───── TEXT SHOWN ─────

This is not a stalemate; rather, the hourglass is emptying out as the state pension system continues to experience negative cash flow. Unions need to be wary of promises for 2017 and beyond; after all, former Gov. McGreevey promised to be the best friend that public employees ever had in the Statehouse, and then barely contributed to the pensions. The rank and file should remember that Gov. Whitman’s pension bond, which helped to legitimize the drastic slowing of pension contributions from the State operating budget, passed with union support. State workers, who rely upon and deserve the benefits they have accrued to date, cannot afford another major miscalculation.
That is why the pension commission proposed a constitutional guarantee of funding, which would supersede the recent court ruling. However, the funding would come from changes going forward to both the state pension plan and to public employee health benefits. The plan would fully fund the $40 billion hole in the pension funds. Benefits going forward would be lower, but still as good or better than private sector levels. The Commission can’t reverse 20 years of malfeasance, but we were able to identify savings to be recycled solely for the benefit of public workers. We dealt with reality.

─────

* YOUR TASKS
1. In the pension passage, how large is the hole in the pension funds that the commission's plan would fully fund?
2. Print the stretch of the pension passage from "This is not" through "another major miscalculation.".
The entries after this point are separate from the pension passage.

───── DATA PROVIDED ─────

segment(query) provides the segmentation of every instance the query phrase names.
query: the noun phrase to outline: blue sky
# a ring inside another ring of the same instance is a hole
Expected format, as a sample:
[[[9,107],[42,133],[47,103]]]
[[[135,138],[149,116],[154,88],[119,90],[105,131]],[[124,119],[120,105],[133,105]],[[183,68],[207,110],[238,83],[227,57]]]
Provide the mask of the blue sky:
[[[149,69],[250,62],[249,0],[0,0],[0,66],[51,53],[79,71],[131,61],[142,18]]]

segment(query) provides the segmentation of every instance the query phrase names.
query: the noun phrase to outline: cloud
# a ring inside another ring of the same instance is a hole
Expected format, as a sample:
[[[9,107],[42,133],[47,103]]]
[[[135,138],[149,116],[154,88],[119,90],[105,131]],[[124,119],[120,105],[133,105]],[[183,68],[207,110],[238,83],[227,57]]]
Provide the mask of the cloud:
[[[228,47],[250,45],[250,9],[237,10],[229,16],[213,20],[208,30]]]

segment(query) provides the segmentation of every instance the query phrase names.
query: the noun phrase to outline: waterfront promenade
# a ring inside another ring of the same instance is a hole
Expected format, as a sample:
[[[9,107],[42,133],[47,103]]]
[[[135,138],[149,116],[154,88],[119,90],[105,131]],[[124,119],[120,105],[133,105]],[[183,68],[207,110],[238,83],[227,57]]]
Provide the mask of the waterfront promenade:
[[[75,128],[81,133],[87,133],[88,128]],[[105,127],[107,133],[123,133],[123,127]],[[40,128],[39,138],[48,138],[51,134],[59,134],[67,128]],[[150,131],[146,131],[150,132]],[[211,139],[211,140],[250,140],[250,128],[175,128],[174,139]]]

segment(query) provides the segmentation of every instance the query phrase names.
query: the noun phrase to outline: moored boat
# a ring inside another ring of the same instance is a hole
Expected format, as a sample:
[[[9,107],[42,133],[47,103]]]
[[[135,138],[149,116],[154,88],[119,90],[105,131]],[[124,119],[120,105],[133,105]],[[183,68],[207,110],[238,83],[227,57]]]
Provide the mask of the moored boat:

─────

* RESPONSES TO THE TASKS
1. $40 billion.

2.
This is not a stalemate; rather, the hourglass is emptying out as the state pension system continues to experience negative cash flow. Unions need to be wary of promises for 2017 and beyond; after all, former Gov. McGreevey promised to be the best friend that public employees ever had in the Statehouse, and then barely contributed to the pensions. The rank and file should remember that Gov. Whitman’s pension bond, which helped to legitimize the drastic slowing of pension contributions from the State operating budget, passed with union support. State workers, who rely upon and deserve the benefits they have accrued to date, cannot afford another major miscalculation.